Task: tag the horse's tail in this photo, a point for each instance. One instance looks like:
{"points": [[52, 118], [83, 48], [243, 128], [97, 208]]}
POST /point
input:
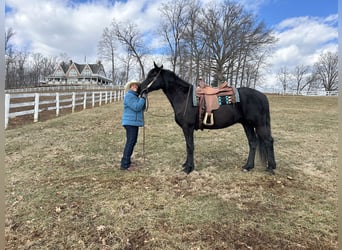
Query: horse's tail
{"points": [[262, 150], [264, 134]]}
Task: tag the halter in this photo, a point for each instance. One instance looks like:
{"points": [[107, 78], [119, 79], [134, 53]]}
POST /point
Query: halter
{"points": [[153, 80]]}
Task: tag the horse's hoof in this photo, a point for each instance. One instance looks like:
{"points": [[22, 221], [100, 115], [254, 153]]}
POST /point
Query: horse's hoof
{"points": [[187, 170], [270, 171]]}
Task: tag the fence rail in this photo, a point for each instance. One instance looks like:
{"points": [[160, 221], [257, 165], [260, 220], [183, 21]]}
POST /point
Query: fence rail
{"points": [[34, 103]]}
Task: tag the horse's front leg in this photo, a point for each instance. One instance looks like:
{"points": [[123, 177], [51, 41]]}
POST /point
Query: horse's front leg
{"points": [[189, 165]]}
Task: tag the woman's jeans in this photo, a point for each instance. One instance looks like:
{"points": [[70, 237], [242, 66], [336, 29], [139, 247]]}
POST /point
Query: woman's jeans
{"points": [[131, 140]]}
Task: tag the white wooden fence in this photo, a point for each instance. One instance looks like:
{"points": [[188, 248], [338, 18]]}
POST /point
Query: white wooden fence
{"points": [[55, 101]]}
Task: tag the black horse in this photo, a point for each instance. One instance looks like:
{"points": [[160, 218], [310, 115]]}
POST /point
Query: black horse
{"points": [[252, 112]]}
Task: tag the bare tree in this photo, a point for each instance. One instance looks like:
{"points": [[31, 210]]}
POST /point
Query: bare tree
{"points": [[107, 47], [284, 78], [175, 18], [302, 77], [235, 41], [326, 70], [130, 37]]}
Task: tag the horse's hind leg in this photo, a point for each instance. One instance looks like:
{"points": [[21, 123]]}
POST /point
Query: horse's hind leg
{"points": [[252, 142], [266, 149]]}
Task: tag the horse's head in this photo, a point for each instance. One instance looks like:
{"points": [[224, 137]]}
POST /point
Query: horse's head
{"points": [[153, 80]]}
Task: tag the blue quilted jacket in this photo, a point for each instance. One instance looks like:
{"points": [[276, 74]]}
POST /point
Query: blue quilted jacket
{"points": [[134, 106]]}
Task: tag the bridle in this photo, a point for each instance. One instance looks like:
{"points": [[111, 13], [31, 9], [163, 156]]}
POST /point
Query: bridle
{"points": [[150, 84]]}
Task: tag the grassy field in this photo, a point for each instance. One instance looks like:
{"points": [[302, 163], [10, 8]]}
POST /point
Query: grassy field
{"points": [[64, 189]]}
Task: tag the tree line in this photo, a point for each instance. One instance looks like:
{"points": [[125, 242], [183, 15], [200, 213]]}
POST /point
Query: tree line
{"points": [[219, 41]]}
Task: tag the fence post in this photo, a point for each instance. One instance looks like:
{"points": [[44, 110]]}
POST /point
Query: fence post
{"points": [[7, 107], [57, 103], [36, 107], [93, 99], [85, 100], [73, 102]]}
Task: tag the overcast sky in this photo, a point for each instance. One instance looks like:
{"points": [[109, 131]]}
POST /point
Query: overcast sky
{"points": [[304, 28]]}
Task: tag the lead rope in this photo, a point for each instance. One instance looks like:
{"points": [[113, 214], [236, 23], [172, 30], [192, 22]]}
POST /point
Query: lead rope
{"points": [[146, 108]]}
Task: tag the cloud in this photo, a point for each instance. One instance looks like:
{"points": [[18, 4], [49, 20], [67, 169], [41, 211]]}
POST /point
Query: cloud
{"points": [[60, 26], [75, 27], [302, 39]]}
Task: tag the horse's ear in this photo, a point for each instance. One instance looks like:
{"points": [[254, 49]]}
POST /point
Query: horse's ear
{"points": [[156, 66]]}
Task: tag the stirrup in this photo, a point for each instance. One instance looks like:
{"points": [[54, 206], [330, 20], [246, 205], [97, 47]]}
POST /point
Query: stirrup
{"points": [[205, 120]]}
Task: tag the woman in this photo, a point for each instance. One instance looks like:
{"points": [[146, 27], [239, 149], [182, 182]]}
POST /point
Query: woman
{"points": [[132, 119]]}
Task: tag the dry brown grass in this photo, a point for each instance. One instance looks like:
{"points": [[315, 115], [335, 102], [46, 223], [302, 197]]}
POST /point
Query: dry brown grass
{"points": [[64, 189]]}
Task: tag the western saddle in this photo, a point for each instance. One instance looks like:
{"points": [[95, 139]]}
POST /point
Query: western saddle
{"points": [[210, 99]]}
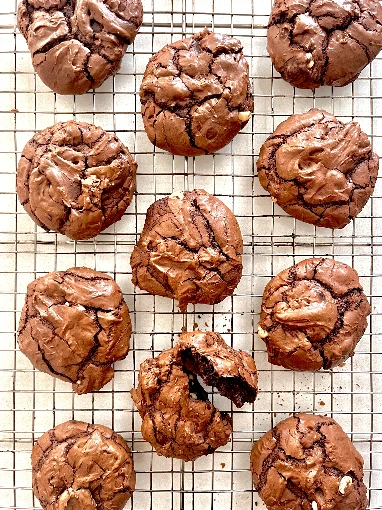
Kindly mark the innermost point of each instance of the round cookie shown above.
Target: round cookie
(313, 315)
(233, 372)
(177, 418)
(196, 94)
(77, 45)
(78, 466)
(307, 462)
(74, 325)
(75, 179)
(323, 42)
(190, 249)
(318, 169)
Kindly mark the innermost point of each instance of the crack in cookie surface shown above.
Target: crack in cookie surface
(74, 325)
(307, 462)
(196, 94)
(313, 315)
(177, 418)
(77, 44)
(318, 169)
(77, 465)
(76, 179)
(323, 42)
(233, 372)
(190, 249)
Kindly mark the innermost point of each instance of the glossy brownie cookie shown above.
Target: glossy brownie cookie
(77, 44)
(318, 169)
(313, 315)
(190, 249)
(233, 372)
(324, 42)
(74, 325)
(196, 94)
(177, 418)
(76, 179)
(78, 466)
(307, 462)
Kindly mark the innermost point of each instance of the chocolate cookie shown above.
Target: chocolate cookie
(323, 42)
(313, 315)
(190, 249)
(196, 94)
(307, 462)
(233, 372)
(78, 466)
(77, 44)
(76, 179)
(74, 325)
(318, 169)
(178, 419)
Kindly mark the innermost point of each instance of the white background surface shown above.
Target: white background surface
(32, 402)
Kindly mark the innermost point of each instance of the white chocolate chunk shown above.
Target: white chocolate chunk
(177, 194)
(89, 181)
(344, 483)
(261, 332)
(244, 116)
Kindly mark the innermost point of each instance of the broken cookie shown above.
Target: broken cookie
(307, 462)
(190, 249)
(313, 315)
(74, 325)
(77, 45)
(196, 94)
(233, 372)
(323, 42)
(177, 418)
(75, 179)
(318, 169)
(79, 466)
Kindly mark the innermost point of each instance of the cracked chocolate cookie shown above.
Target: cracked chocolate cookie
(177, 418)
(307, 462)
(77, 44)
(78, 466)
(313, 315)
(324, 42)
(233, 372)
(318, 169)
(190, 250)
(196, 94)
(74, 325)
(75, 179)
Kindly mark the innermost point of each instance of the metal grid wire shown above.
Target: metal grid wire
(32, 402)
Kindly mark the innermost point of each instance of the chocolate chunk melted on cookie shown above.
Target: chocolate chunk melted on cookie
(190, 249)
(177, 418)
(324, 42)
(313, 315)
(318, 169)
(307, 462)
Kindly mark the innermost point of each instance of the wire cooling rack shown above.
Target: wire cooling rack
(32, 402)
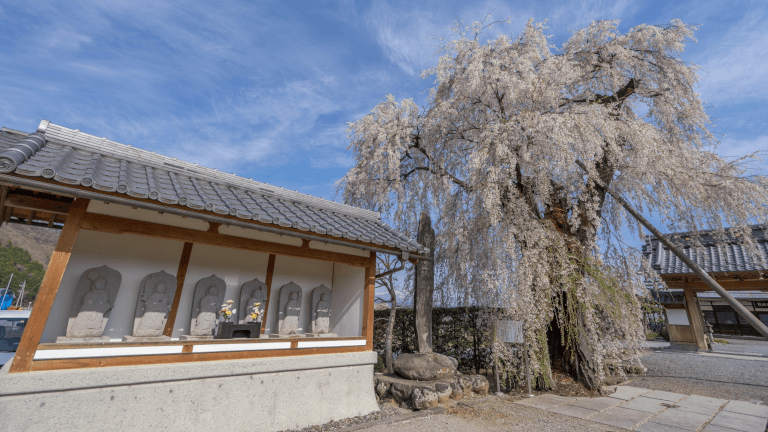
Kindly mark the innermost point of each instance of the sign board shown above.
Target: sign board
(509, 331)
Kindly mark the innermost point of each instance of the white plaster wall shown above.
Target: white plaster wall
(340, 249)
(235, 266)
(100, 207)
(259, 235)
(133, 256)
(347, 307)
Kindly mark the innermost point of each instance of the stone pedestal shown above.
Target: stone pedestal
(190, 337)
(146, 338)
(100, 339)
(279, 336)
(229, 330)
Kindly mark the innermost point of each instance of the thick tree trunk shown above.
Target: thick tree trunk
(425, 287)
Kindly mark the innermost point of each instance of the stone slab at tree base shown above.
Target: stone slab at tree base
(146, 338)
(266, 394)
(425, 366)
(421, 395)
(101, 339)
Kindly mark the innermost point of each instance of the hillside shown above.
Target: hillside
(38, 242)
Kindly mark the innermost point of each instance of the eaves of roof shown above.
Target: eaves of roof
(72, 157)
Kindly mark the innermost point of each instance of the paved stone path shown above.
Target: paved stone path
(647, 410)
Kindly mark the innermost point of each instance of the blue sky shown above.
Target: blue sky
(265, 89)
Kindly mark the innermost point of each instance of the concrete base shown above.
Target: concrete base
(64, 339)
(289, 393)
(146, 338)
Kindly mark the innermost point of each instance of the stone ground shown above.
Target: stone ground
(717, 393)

=====

ASSIGNMENT:
Look above for the line with "Target: stone slab at tree base" and the line with "Kindly mark the innermost point of each instance of the blue". Retype those two lines and every line between them exactly, adding nothing.

RESULT FOR THIS TASK:
Target: stone slab at tree base
(146, 338)
(266, 394)
(425, 366)
(421, 395)
(101, 339)
Kindly mark the innermost point of each instance of the hillside shown above.
Target: hillside
(38, 242)
Kindly mark the innermost point of each instance of the eaves of roof shown above.
Target: eaves of roof
(72, 157)
Kindly mark the innermost point of each instance of the paved stone path shown above.
Target: paved stone path
(647, 410)
Kindly mark the innermost point of each instance of the blue sky shown above.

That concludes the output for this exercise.